== What is being asked ==
Scan the entries below. Report each line where the string "image" occurs.

== Items from a dataset ==
# # #

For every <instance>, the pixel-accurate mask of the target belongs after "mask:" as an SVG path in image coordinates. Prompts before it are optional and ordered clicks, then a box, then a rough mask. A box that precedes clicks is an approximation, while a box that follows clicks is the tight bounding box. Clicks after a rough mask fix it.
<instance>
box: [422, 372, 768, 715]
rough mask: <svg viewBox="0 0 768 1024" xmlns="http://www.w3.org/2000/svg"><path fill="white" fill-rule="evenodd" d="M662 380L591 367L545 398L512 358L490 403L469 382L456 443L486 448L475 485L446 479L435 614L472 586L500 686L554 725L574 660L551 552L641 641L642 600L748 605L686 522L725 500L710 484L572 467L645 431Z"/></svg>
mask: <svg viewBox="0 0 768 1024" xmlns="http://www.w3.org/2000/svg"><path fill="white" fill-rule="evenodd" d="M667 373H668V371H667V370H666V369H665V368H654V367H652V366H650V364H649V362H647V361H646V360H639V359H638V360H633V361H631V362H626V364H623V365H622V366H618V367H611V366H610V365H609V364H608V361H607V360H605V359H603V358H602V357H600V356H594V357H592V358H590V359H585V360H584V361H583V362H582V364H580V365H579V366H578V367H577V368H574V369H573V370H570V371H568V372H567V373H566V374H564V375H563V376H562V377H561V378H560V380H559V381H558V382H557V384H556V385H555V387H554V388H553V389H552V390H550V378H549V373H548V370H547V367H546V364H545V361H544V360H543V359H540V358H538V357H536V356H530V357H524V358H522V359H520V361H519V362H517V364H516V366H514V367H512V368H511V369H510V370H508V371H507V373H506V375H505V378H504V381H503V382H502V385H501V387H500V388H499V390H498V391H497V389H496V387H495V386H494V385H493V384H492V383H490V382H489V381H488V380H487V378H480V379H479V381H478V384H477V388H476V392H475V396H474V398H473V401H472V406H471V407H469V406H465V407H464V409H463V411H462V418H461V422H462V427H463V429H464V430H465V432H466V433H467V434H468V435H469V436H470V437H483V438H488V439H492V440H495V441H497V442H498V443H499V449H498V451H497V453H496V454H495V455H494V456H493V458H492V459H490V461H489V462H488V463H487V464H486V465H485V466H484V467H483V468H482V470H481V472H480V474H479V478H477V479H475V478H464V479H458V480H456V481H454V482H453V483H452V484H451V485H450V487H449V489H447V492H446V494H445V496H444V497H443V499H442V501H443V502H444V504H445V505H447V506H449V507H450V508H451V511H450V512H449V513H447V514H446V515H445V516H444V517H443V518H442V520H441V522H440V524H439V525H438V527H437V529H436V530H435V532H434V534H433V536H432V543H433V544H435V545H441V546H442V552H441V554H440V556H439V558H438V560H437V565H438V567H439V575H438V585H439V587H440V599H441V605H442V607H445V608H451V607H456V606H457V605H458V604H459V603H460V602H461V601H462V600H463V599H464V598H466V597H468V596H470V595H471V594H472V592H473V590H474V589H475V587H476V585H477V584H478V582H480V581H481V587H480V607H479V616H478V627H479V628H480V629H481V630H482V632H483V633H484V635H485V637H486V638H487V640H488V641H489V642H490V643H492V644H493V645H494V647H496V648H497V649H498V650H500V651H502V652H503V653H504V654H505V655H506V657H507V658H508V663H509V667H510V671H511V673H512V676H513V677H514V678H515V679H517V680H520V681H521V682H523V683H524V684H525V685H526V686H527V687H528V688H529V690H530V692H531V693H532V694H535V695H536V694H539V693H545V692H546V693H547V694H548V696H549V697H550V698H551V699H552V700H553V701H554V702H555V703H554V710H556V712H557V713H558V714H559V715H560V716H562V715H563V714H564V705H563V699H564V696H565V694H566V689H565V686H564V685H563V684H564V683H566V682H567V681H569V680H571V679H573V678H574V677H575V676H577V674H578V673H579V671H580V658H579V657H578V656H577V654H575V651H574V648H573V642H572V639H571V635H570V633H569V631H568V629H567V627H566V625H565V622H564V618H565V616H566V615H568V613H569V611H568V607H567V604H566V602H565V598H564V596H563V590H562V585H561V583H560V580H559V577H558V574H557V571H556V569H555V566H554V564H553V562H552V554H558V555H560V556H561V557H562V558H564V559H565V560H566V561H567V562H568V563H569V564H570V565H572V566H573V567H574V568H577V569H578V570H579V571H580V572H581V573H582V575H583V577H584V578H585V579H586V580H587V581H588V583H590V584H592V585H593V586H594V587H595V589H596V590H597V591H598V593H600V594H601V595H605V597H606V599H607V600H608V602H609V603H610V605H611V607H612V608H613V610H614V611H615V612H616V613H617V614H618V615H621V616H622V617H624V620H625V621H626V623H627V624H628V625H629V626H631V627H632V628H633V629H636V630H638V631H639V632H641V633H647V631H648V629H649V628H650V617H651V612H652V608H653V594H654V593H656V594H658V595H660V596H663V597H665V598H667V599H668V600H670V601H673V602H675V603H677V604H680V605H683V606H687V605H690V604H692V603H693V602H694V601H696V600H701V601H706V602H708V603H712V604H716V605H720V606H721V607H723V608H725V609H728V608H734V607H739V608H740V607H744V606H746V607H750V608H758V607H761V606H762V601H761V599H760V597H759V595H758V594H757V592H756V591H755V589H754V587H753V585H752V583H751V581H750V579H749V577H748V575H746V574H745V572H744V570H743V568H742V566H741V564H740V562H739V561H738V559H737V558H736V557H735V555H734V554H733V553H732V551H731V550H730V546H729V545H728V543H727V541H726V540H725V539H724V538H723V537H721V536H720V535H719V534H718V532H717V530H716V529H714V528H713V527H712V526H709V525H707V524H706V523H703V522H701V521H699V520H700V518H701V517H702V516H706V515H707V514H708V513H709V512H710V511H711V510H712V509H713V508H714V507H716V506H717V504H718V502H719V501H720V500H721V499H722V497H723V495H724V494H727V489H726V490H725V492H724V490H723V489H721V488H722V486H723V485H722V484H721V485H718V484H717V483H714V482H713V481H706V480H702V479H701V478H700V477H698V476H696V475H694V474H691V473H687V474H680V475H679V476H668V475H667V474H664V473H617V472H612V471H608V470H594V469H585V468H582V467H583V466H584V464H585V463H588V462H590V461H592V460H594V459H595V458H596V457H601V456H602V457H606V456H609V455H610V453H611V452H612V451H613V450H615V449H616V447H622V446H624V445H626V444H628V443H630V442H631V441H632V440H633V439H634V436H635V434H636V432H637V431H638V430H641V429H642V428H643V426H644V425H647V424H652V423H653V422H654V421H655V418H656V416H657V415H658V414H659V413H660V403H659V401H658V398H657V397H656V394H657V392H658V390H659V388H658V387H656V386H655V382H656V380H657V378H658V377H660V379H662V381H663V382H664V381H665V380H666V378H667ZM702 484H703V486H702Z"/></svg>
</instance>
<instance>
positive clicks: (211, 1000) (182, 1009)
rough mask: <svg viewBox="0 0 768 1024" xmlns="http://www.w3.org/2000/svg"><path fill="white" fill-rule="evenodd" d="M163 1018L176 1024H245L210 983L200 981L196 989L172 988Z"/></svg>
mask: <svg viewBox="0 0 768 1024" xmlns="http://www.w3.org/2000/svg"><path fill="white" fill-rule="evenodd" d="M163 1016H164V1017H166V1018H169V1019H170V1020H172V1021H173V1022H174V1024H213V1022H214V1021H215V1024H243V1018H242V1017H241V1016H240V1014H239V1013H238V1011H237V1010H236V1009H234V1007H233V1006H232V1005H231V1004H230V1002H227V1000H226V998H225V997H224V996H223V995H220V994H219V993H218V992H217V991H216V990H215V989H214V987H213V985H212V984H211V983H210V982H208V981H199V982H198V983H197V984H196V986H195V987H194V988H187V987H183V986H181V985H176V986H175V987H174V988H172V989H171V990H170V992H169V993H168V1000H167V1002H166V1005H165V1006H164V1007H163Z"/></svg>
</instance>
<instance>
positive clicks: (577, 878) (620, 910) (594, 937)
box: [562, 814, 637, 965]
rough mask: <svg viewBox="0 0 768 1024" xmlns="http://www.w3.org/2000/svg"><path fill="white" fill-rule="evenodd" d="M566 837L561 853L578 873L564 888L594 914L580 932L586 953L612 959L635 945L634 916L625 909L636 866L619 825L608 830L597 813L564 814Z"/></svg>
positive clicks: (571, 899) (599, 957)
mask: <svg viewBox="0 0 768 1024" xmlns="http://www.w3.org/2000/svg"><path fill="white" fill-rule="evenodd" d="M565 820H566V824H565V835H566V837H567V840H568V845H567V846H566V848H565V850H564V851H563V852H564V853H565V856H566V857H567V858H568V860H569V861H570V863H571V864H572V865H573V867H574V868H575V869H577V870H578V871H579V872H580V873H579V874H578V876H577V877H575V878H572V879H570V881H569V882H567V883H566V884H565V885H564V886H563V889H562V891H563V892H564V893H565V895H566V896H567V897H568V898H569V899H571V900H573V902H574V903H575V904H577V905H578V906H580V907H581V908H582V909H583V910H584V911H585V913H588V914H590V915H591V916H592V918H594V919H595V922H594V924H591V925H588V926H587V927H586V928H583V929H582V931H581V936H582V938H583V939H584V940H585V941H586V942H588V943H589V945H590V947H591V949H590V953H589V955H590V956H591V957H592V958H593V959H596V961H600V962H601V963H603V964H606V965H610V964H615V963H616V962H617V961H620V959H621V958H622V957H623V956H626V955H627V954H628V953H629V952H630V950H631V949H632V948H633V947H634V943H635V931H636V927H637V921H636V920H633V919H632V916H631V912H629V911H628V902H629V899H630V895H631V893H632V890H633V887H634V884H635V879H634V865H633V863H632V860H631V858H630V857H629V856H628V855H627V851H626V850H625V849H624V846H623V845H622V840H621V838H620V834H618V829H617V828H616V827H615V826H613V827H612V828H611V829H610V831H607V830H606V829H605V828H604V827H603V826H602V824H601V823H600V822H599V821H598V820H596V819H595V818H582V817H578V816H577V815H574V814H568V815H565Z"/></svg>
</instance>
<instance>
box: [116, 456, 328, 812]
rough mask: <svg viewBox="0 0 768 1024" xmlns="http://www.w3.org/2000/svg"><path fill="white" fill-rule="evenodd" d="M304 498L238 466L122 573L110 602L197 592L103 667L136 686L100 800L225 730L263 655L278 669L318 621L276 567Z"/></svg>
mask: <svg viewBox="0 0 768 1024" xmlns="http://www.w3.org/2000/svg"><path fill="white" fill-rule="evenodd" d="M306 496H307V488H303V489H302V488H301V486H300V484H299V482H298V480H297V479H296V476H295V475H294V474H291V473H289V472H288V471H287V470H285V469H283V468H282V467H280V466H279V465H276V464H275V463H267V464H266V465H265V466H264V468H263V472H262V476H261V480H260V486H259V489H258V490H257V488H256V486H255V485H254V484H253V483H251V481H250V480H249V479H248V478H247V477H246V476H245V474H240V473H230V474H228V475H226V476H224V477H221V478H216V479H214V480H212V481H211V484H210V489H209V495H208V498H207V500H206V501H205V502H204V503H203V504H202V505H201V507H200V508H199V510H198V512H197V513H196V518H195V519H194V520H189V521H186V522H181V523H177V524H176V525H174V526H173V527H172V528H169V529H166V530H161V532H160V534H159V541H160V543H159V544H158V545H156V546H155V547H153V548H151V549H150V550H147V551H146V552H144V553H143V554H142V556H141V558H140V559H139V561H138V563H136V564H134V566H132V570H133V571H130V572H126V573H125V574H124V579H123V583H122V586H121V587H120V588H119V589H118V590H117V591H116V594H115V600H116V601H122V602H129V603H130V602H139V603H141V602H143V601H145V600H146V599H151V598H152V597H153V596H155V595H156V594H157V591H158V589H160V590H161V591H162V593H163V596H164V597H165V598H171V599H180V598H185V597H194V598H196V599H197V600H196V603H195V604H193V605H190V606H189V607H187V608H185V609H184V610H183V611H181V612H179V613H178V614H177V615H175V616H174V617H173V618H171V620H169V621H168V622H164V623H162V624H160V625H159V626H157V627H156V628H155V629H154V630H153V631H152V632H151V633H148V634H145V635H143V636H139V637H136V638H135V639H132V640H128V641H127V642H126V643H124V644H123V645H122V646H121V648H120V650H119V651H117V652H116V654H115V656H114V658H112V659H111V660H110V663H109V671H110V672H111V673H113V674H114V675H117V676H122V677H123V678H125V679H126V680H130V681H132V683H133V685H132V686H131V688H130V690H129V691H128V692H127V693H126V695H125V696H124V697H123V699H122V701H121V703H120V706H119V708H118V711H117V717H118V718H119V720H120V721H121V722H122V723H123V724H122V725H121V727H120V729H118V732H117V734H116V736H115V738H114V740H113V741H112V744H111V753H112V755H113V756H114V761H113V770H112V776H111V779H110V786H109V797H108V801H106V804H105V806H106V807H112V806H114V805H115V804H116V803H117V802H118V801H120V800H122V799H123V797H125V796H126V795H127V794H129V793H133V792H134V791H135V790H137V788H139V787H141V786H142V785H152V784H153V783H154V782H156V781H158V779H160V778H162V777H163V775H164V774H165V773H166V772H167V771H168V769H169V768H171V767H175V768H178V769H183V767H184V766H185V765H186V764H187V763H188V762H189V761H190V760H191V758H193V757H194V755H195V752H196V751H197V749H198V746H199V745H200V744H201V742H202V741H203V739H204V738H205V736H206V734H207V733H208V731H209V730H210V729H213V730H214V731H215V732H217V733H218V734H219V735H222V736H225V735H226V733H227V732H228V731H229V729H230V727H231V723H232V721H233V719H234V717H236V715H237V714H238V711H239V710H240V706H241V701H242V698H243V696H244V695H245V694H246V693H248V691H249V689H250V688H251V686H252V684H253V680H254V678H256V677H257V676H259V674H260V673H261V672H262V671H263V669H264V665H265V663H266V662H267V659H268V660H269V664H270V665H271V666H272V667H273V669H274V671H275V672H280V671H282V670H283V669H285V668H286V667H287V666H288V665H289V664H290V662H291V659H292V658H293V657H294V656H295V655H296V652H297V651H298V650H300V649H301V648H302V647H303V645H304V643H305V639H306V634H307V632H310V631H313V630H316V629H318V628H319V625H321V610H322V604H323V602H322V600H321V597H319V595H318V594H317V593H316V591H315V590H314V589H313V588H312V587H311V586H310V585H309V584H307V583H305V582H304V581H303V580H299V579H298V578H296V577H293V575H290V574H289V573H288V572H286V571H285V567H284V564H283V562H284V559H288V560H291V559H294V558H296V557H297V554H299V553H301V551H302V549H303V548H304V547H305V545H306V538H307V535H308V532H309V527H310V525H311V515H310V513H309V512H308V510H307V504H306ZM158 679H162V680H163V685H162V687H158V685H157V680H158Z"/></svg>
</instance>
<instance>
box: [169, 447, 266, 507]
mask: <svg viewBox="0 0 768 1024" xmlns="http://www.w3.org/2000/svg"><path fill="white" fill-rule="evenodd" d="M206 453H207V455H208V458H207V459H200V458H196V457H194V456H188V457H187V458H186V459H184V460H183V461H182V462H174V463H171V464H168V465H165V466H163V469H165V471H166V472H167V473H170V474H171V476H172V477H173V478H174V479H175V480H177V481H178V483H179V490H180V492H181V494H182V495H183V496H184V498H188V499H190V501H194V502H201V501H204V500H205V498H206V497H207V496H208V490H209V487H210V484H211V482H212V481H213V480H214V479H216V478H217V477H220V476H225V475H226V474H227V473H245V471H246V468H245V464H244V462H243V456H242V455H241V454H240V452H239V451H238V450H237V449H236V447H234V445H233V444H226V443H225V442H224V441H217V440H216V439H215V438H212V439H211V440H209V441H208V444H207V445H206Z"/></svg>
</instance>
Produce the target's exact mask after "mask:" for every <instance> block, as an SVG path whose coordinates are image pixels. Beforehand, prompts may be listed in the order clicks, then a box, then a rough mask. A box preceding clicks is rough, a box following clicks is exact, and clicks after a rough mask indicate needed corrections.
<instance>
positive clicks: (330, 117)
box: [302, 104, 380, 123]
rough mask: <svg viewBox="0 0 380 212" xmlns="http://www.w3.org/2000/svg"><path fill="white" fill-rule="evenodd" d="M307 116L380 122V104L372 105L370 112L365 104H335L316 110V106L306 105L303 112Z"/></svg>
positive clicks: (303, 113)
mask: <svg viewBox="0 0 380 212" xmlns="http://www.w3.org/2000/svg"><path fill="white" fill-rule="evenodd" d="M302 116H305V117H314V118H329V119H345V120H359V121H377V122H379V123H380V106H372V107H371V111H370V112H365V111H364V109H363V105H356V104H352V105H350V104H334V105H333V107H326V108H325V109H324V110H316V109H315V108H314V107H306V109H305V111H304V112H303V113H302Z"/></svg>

# # #

== Exercise result ==
For every <instance>, the pixel-accurate mask of the target belongs after "mask:" as an SVG path in image coordinates. Prompts before it are optional and ordered clicks, then a box, then a rough mask. A box that precedes clicks is an approximation, while a box that follows clicks is the tight bounding box. Clicks after a rough mask fix it.
Produce the target's exact mask after "mask:" for every <instance> block, as an SVG path whose coordinates are image pixels. Beforehand, prompts may be listed in the order clicks, then a box, then a rough mask. A box preceding clicks is rough, a box following clicks is exact, and clicks after a rough mask indicate needed corrections.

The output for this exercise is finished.